======== ENTRIES

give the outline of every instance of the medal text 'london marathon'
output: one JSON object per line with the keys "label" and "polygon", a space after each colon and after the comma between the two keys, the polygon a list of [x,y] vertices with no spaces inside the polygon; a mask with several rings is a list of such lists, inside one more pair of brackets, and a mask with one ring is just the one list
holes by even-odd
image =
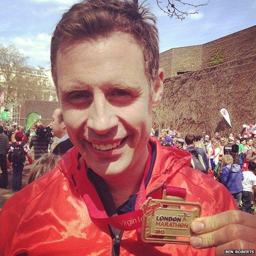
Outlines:
{"label": "medal text 'london marathon'", "polygon": [[187,217],[190,217],[187,212],[184,212],[183,214],[178,214],[180,217],[173,217],[170,216],[157,215],[156,228],[179,228],[187,229],[189,223],[187,222]]}

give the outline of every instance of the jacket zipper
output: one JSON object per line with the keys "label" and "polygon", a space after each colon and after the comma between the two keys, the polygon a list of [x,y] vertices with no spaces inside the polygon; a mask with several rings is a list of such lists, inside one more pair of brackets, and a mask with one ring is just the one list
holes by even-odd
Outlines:
{"label": "jacket zipper", "polygon": [[[158,189],[159,189],[161,187],[164,187],[166,184],[166,182],[165,181],[163,184],[157,187],[155,187],[152,190],[151,190],[147,194],[147,197],[152,194]],[[112,226],[109,225],[109,229],[110,230],[110,233],[111,237],[112,238],[112,256],[118,256],[120,253],[120,244],[121,243],[121,239],[123,234],[124,234],[124,230],[120,230],[118,235],[116,235],[115,230]]]}
{"label": "jacket zipper", "polygon": [[112,256],[118,256],[120,253],[120,244],[121,239],[124,234],[124,230],[120,230],[118,235],[117,235],[115,230],[112,226],[108,225],[110,228],[111,237],[112,238]]}
{"label": "jacket zipper", "polygon": [[165,181],[162,184],[161,184],[158,187],[155,187],[155,188],[154,188],[154,189],[153,189],[152,190],[151,190],[151,191],[150,191],[150,192],[149,192],[147,194],[147,195],[146,195],[147,197],[148,196],[150,196],[151,194],[154,193],[154,192],[155,192],[157,190],[158,190],[159,188],[161,188],[161,187],[164,187],[166,185],[166,181]]}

================

GOAL » Please update the data above by replacing "give the outline of" with "trace the outline of" throughout, keeping everything else unchanged. Omit the pictures from your answer.

CORRECT OUTPUT »
trace the outline of every instance of the medal text 'london marathon'
output: one JSON object per line with the keys "label" and "polygon", a space after each colon and after the comma between the two keys, the polygon a list of [x,y] vertices with no spaces inside the polygon; a mask with several rings is a list of such lists, inside one more pair of brackets, and a mask with one ring is just the one list
holes by even-odd
image =
Outlines:
{"label": "medal text 'london marathon'", "polygon": [[187,217],[190,217],[187,212],[184,212],[183,214],[178,214],[180,217],[173,217],[170,216],[157,215],[156,228],[179,228],[187,229],[189,223],[187,222]]}

trace the outline of every instance of the jacket zipper
output: one JSON object per line with the keys "label" and "polygon", a space after each colon and after the comma between the two keys, the polygon a list of [x,y] vertices with no spaces inside the polygon; a mask with several rings is a list of such lists, inside one more pair of brackets, and a mask with one ring is just the one list
holes by even-odd
Outlines:
{"label": "jacket zipper", "polygon": [[[158,189],[159,189],[161,187],[164,187],[166,184],[166,182],[165,181],[163,184],[157,187],[155,187],[152,190],[151,190],[147,194],[147,197],[152,194]],[[112,226],[109,225],[109,229],[110,230],[110,233],[111,237],[112,238],[112,256],[118,256],[120,253],[120,244],[121,243],[121,239],[123,234],[124,234],[124,230],[120,230],[118,235],[116,235],[115,230]]]}
{"label": "jacket zipper", "polygon": [[112,256],[118,256],[120,253],[120,244],[121,239],[124,234],[124,230],[120,230],[118,235],[117,235],[115,230],[112,226],[108,225],[110,228],[111,237],[112,238]]}
{"label": "jacket zipper", "polygon": [[165,181],[162,184],[161,184],[158,187],[155,187],[155,188],[154,188],[154,189],[153,189],[152,190],[151,190],[151,191],[150,191],[150,192],[149,192],[147,194],[147,195],[146,195],[147,197],[148,196],[150,196],[151,194],[154,193],[154,192],[155,192],[157,190],[158,190],[159,188],[161,188],[161,187],[164,187],[166,185],[166,181]]}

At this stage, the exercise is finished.